====== Given text
Letters to the Editor

Letters posted here are associated with the following article:
Samantha Power's comments about Clinton may have ended her time with the Obama campaign, but her remarks about Iraq may prove more damaging in the long run.
The letters thread is now closed.
  • So?

    How on earth can saying that his plan will be based on the current circumstances and the kind of information only the President will be privy to, be construed as being bad. Do we actually want the future President of the US to follow a plan he put together a year earlier, with limited information? The point of their plans is to show what their goals are. Both Clinton and Obama want the US to have as little military presence in Iraq as possible and believe that there can be no military solution there. McCain on the other hand, along with the other chickenhawks maintain that there is a military solution and that we will maintain large number of troops there indefiently. Neither Clinton or Obama can guarentee that we will have every single troop out of Iraq, by a certain date and no reasonable person with any understanding of the situation expects them to. However, we do know they do not want us to be there any longer than we have to, while McCain has indicated that has not intention of going anywhere. The truth of course lies somewhere in the middle. McCain can not possible maintain the current troop levels without a draft so he will be foreced to drawdown, while Clinton and Obama can not completely remove us from the area in the near term without creating havoc. So in the end McCain will be fighting to maintain troop levels while Clinton and Obama will be struggling to reduce them.

  • Did they purposely use a World of Warcraft background stage?

    British media is even more bizarre than American.

    I'm writing in Samantha Power for president if Clinton somehow pulls off her coup for the nomination.

  • HUH back

    Excuse me. There are people volunteering for both campaigns who have said things the candidates have not said, and have not told them to say. That's actually a normal thing. I think we could easily stack up things that people in Hillary's campaign -- including Bill -- have said that Hillary herself would not have said and would not have authorized in advance.

    So, in the speeches and answers that Barack Obama himself has given, in his own words, I have not heard contradiction nor have I heard deception. I have heard him speaking clearly and plainly. The same was true of Hillary, until recently, when she turned nasty. But negativity does work -- it's been proven year after year in campaigns, so maybe it's foolish to hope that politics could change and there could be actual, meaningful civil discourse between candidates for an entire campaign season.
============
-- Exercises --
1. In the letters to the editor, what does one writer say McCain cannot maintain without a draft?
2. Repeat everything in the letters to the editor from "Letters to the" down to "is now closed.".
3. Carry on the letters to the editor from their last sentence.
The data that comes next has no connection to the letters to the editor.
====== Data segment
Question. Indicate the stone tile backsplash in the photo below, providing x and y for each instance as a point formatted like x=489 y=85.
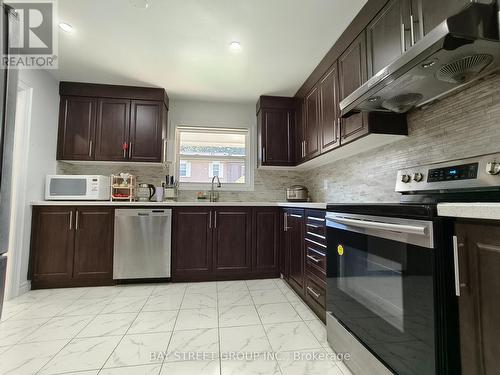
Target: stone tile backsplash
============
-- Answers to the exercise --
1. The current troop levels.

2.
Letters to the Editor

Letters posted here are associated with the following article:
Samantha Power's comments about Clinton may have ended her time with the Obama campaign, but her remarks about Iraq may prove more damaging in the long run.
The letters thread is now closed.

3.
    It's too bad the press and the bloggers parse every word candidate's supporters say without paying any attention whatsoever to what the candidates themselves say and the consistency of their message.

  • Will I Get My Money Back?

    To Sen. Obama: I'm a contributor - maxed out for the primary - intend to do same for the G/E. But here's a warning to you Mr. Barack Obama: I've read and memorized every word of "Blueprint for Change" and I will be watching - if you do not implement your plans for Iraq, healthcare, the economy, the environment, et cetera exactly as you have presented them in the Blueprint, I will DEMAND my $4600 back!!

    And don't think that this kind of nonsense will fly:

    "He will of course not rely upon some plan that he's crafted as a presidential candidate or as a U.S. senator. He will rely upon a plan, an operational plan that he pulls together, in consultation with people who are on the ground, to whom he doesn't have daily access now, as a result of not being the president."

    Do you think I was born yesterday? That you can pull a "bait and switch" on me? Nope - when you are President I expect you to implement, exactly, the plans you crafted as a candidate. And I don't want to hear any excuses about reality and having to adjust plans to fit cirumstances on the ground, etc., etc.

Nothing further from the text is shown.